THE RECORDS:
=== Section Start ===

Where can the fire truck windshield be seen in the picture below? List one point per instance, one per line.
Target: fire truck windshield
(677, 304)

=== Section End ===
=== Section Start ===

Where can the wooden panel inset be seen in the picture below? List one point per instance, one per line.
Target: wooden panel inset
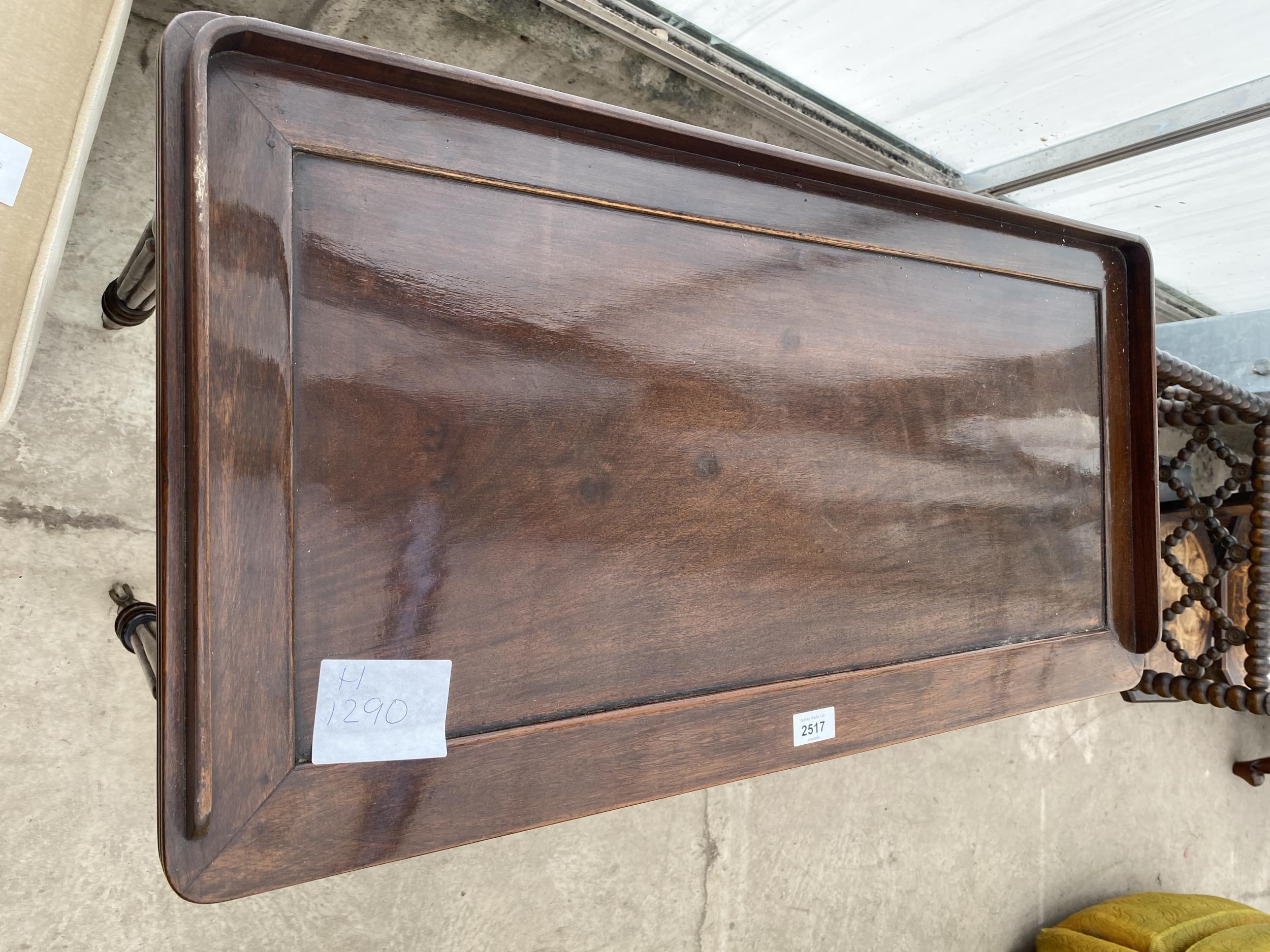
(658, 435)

=== Section End ===

ACTIVITY: Copy the lines that hold the word "Where". Take them from the records above.

TASK RESPONSE:
Where can the fire truck windshield be seen in the picture below? List one point per instance, one per line.
Where can the wooden panel inset be seen in the picture below? List one point per instance, one per line.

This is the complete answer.